Passage cité
--------------------------------------------------

10Les manuels de chancellerie en question étaient écrits par les secrétaires des sultans mamelouks. Principalement prescriptifs et normatifs, ils circulaient parmi les secrétaires de l’administration mamelouke. Conçus dans un but pratique, ils prenaient la forme de manuels ou de florilèges de lettres pour aider les secrétaires à rédiger les documents du pouvoir mamelouk. Si beaucoup d’entre eux se plièrent à l’exercice, ce genre littéraire a peu circulé au-delà de leur cercle professionnel et les copies qui nous sont parvenues sont peu nombreuses (Bauden 2019 : 28). Ces manuels rendent compte des normes et des pratiques qui régissaient la rédaction des documents du pouvoir à un moment donné, mais ils contribuaient également à façonner et à cimenter des pratiques d’écriture, devenant un instrument normatif puissant (D’hulster 2019 : 500). C’est notamment le cas pour la rédaction des lettres adressées aux souverains du Sahel, dont les auteurs suivent les normes de leurs prédécesseurs sans toujours tenir compte des évolutions politiques dans la région (Dewière 2019 : 677).

--------------------------------------------------

Extrait des données
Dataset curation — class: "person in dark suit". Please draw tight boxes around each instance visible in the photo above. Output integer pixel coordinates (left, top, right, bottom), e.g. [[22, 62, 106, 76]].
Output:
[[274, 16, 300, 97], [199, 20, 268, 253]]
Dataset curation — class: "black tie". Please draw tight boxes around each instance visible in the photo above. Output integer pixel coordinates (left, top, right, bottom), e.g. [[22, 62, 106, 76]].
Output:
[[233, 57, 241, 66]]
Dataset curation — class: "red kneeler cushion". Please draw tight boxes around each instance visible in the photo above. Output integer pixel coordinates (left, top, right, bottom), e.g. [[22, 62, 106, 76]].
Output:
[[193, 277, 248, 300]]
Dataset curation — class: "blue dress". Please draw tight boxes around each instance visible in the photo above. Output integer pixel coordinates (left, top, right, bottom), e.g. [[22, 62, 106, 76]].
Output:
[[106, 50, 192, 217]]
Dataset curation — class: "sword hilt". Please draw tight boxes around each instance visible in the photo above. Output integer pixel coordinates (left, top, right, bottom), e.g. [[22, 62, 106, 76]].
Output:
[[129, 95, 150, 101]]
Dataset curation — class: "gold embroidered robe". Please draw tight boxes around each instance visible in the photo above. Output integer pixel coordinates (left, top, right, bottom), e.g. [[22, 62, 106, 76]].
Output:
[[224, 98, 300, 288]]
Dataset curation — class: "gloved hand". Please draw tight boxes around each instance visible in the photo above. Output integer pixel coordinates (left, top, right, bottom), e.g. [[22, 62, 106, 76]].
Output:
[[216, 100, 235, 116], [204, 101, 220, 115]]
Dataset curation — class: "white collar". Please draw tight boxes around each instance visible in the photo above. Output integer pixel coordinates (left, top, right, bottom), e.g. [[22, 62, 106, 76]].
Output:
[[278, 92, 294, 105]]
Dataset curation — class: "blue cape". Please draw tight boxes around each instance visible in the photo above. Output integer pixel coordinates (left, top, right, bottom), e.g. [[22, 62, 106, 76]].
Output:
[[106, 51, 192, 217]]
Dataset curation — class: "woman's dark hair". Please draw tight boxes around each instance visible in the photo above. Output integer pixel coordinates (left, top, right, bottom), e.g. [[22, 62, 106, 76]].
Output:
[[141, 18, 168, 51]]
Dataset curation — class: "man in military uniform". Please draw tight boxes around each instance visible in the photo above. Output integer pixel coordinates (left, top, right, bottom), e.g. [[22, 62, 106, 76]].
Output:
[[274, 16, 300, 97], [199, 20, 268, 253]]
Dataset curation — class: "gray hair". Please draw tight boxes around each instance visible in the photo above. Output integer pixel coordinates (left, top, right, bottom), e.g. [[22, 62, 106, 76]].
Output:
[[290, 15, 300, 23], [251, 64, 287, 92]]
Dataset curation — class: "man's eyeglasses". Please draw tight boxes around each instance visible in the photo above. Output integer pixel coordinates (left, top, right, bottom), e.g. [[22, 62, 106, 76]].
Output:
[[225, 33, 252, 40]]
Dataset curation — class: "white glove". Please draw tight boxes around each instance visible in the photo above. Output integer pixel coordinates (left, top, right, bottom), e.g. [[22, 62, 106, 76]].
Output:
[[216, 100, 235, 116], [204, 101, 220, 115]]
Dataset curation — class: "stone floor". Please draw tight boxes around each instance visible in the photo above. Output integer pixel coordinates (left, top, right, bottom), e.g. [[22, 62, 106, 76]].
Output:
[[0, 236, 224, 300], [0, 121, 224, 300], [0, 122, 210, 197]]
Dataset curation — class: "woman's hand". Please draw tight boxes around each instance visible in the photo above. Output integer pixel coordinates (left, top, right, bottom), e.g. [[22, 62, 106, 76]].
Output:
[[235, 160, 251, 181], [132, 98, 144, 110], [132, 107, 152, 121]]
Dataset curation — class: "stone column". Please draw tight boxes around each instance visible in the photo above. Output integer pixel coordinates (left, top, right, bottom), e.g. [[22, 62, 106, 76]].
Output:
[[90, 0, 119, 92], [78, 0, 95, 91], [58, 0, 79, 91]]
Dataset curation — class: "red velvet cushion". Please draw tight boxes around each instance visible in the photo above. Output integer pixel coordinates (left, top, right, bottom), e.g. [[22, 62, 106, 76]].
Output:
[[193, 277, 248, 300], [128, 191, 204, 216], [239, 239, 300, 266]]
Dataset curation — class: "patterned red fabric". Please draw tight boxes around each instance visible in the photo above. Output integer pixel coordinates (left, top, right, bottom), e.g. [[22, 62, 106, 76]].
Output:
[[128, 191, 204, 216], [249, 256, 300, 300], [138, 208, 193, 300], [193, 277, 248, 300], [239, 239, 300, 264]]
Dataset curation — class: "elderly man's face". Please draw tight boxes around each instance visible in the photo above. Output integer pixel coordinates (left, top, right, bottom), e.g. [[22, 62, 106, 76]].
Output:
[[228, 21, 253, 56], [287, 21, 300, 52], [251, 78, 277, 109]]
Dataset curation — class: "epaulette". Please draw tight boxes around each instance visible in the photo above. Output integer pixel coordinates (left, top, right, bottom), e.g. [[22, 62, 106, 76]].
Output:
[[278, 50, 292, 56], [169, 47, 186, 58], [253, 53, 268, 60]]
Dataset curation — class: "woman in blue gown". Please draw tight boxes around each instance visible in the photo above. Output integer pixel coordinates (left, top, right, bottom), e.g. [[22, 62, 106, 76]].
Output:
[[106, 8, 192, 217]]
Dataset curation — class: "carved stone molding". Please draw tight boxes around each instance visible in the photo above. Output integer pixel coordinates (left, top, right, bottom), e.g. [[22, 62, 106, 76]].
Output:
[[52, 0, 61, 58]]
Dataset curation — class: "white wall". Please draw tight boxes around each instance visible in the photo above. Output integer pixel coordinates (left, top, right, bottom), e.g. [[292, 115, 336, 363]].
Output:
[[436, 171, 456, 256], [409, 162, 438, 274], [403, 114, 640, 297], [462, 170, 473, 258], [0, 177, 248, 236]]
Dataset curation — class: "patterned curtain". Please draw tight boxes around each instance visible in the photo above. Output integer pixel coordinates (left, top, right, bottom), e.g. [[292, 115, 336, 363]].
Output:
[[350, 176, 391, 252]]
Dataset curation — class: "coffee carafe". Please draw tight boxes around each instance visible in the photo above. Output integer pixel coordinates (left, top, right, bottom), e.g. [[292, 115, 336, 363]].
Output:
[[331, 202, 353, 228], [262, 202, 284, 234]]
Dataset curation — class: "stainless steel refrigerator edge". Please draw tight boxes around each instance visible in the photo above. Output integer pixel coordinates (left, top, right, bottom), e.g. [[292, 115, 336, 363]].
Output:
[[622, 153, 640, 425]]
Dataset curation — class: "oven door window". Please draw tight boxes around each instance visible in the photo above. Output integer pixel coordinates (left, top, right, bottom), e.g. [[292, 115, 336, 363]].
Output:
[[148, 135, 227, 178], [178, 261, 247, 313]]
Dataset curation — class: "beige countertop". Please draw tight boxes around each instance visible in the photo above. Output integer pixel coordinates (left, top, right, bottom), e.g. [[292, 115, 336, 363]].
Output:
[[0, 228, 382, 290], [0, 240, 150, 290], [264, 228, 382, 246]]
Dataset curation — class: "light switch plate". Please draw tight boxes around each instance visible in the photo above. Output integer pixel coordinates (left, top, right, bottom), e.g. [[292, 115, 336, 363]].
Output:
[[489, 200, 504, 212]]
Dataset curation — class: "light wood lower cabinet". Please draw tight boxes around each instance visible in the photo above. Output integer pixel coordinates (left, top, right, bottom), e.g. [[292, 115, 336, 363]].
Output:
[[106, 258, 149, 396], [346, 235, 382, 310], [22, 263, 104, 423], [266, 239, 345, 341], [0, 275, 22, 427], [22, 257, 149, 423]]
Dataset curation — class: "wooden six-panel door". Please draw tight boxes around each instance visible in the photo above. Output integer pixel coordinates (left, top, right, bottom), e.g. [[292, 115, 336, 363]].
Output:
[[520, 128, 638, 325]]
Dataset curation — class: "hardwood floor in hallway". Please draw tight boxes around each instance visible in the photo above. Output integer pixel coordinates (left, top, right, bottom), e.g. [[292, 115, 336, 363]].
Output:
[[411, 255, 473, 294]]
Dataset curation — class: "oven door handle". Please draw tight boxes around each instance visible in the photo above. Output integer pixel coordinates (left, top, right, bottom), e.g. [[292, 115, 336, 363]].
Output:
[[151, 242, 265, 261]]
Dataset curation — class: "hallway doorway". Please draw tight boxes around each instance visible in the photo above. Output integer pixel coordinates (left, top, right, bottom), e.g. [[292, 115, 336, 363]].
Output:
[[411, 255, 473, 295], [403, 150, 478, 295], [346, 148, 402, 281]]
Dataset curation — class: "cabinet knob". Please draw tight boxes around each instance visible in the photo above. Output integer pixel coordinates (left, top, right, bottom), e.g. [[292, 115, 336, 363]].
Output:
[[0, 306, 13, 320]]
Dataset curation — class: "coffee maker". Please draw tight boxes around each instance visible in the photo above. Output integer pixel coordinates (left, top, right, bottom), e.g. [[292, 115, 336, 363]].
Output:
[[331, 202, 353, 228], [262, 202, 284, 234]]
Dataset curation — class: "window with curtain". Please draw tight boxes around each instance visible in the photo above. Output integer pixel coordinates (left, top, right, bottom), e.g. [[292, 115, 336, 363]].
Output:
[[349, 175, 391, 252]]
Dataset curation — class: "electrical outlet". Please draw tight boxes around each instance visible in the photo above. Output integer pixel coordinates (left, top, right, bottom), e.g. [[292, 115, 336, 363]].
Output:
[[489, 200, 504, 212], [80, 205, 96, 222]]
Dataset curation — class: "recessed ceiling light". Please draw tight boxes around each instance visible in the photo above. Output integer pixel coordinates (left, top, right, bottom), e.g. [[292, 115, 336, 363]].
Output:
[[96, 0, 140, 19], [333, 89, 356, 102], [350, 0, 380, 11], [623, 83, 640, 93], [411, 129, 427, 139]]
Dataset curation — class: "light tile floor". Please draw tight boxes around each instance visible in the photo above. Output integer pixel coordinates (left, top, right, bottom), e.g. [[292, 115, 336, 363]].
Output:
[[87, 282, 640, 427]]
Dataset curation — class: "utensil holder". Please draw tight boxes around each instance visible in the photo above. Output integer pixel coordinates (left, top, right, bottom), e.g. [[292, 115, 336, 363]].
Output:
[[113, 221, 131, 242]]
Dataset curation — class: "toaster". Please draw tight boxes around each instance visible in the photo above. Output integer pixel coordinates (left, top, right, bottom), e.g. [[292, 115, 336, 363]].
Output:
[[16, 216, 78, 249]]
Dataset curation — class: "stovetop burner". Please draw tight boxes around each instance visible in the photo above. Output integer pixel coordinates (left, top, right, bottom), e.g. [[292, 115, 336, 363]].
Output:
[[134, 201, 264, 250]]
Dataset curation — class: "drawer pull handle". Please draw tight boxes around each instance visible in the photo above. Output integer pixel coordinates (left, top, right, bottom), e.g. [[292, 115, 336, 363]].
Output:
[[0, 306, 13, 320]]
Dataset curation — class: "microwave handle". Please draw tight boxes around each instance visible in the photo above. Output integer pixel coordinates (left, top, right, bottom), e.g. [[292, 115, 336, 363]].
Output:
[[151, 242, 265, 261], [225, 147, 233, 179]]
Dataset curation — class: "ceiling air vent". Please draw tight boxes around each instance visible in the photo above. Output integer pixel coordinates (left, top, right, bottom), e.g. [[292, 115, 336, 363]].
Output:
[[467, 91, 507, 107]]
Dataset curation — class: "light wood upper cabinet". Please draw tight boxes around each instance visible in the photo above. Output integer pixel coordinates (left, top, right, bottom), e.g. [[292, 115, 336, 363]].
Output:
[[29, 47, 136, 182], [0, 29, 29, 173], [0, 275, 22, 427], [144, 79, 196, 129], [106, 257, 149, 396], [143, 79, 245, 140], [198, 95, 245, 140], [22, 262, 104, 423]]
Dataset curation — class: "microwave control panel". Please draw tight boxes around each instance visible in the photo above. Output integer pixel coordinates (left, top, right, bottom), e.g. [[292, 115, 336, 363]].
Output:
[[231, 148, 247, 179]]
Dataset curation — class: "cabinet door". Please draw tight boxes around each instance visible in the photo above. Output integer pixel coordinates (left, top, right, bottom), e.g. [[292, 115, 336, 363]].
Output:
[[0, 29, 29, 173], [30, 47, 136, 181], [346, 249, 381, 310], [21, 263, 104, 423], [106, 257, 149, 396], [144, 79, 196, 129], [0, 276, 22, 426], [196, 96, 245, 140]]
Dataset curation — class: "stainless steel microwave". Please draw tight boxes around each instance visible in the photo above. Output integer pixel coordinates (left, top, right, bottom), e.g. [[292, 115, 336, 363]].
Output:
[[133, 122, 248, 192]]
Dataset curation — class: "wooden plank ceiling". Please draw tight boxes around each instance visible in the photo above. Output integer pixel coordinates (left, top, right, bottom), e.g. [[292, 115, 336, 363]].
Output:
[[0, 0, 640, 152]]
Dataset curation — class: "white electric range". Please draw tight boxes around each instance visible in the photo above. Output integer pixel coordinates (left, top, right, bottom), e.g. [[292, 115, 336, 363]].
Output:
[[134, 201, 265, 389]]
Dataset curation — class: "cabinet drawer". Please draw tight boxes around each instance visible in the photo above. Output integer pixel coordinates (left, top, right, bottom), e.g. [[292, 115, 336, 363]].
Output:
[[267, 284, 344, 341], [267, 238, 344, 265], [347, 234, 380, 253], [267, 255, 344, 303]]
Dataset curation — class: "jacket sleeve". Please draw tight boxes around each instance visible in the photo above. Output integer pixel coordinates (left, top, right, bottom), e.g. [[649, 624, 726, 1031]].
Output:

--------------------------------------------------

Énoncé du problème 1
Les affirmations suivantes concordent-elles avec le passage cité ? Pour chacune, répondez par oui ou non et citez exactement les mots du texte qui tranchent. (a) Les secrétaires des sultans mamelouks rédigeaient ces manuels de chancellerie. (b) Ces manuels ont largement circulé hors du cercle professionnel des secrétaires. (c) Les auteurs des lettres aux souverains du Sahel tenaient toujours compte des évolutions politiques dans la région.
Énoncé du problème 2
Relevez toutes les références bibliographiques données entre parenthèses dans le passage cité, avec l'auteur, l'année et la page.

Résultat attendu 1
(a) Oui : « Les manuels de chancellerie en question étaient écrits par les secrétaires des sultans mamelouks. »
(b) Non : « ce genre littéraire a peu circulé au-delà de leur cercle professionnel »
(c) Non : « sans toujours tenir compte des évolutions politiques dans la région »

Résultat attendu 2
- Bauden 2019 : 28
- D’hulster 2019 : 500
- Dewière 2019 : 677